Repeat each record word for word.
──────────
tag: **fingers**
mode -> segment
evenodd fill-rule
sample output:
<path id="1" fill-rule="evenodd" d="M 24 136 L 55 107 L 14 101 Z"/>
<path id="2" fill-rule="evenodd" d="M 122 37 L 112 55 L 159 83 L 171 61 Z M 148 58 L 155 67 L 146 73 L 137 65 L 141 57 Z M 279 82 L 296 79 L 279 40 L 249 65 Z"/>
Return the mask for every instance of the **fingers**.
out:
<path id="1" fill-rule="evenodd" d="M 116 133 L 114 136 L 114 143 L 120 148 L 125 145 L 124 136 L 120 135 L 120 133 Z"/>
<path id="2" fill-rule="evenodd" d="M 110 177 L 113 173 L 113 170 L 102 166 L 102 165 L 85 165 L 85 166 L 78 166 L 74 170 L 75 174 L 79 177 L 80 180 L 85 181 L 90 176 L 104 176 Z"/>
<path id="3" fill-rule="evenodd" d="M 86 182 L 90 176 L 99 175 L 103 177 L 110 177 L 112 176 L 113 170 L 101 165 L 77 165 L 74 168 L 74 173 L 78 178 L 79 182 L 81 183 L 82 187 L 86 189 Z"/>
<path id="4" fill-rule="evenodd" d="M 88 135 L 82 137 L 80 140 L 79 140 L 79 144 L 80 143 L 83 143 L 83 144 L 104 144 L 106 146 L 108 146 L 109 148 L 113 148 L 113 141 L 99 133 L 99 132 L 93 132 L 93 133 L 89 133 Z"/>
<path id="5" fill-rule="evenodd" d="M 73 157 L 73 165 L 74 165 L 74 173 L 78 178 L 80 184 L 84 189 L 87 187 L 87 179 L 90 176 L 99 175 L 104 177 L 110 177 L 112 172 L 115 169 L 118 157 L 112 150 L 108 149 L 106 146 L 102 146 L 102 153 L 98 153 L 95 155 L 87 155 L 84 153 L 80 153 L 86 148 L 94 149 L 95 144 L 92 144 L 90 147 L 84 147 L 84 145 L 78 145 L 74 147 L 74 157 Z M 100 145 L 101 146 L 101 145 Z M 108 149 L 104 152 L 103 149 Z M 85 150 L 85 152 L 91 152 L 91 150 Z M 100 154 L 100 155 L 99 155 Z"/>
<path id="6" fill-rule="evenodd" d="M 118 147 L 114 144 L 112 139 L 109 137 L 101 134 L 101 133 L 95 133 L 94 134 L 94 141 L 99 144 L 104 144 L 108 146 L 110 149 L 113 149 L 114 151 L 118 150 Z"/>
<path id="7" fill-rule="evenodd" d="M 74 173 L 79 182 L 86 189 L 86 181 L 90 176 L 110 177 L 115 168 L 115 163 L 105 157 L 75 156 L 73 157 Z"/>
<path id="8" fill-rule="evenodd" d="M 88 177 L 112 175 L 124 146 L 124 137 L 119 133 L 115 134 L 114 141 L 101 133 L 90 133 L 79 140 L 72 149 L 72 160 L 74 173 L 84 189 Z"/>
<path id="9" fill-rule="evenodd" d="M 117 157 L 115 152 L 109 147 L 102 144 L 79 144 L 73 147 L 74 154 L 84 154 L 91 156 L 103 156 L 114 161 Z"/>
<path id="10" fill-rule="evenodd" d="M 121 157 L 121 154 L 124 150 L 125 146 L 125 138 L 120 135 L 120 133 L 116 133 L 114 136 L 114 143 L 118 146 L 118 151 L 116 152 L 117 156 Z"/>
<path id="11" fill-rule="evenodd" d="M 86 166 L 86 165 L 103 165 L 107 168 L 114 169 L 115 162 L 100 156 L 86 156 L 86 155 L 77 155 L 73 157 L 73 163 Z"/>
──────────
SOLUTION FOR THIS PROBLEM —
tag: **fingers**
mode -> segment
evenodd fill-rule
sample output:
<path id="1" fill-rule="evenodd" d="M 24 136 L 55 107 L 14 101 Z"/>
<path id="2" fill-rule="evenodd" d="M 122 37 L 112 55 L 159 83 L 171 61 Z M 148 58 L 155 67 L 146 73 L 137 65 L 141 57 Z M 279 82 L 296 79 L 279 40 L 249 65 Z"/>
Return the mask for every instance of the **fingers**.
out:
<path id="1" fill-rule="evenodd" d="M 116 133 L 114 136 L 114 143 L 120 148 L 125 145 L 124 136 L 120 135 L 120 133 Z"/>
<path id="2" fill-rule="evenodd" d="M 110 177 L 113 173 L 113 170 L 102 166 L 102 165 L 85 165 L 85 166 L 78 166 L 74 170 L 75 174 L 79 177 L 80 180 L 85 181 L 90 176 L 104 176 Z"/>
<path id="3" fill-rule="evenodd" d="M 86 182 L 90 176 L 99 175 L 103 177 L 110 177 L 112 176 L 113 170 L 101 165 L 77 165 L 74 168 L 74 173 L 78 178 L 79 182 L 81 183 L 82 187 L 86 189 Z"/>
<path id="4" fill-rule="evenodd" d="M 88 135 L 82 137 L 80 140 L 79 140 L 79 144 L 80 143 L 83 143 L 83 144 L 104 144 L 106 146 L 108 146 L 109 148 L 113 148 L 113 141 L 99 133 L 99 132 L 93 132 L 93 133 L 89 133 Z"/>
<path id="5" fill-rule="evenodd" d="M 73 157 L 73 165 L 74 165 L 74 173 L 78 178 L 80 184 L 84 189 L 87 187 L 87 179 L 90 176 L 99 175 L 104 177 L 110 177 L 112 172 L 115 169 L 118 157 L 112 150 L 108 149 L 106 146 L 102 146 L 102 153 L 98 153 L 95 155 L 87 155 L 84 153 L 80 153 L 86 148 L 94 149 L 95 144 L 92 144 L 90 147 L 84 147 L 84 145 L 78 145 L 74 147 L 74 157 Z M 100 145 L 101 146 L 101 145 Z M 108 149 L 104 152 L 103 149 Z M 85 150 L 85 152 L 91 152 L 91 150 Z M 100 154 L 100 155 L 99 155 Z"/>
<path id="6" fill-rule="evenodd" d="M 118 147 L 114 144 L 112 139 L 109 137 L 101 134 L 101 133 L 95 133 L 94 134 L 94 141 L 99 144 L 104 144 L 108 146 L 110 149 L 113 149 L 114 151 L 118 150 Z"/>
<path id="7" fill-rule="evenodd" d="M 74 173 L 79 182 L 86 189 L 86 181 L 90 176 L 110 177 L 115 168 L 115 163 L 105 157 L 75 156 L 73 157 Z"/>
<path id="8" fill-rule="evenodd" d="M 88 177 L 112 175 L 124 146 L 124 137 L 119 133 L 115 134 L 114 141 L 101 133 L 90 133 L 79 140 L 72 149 L 72 160 L 74 173 L 84 189 Z"/>
<path id="9" fill-rule="evenodd" d="M 117 157 L 115 152 L 109 147 L 102 144 L 79 144 L 73 147 L 74 154 L 84 154 L 91 156 L 103 156 L 114 161 Z"/>
<path id="10" fill-rule="evenodd" d="M 121 157 L 121 154 L 124 150 L 125 146 L 125 138 L 120 135 L 120 133 L 116 133 L 114 136 L 114 143 L 118 146 L 118 151 L 116 152 L 117 156 Z"/>
<path id="11" fill-rule="evenodd" d="M 86 166 L 86 165 L 103 165 L 107 168 L 114 169 L 115 162 L 100 156 L 86 156 L 86 155 L 77 155 L 73 157 L 73 163 Z"/>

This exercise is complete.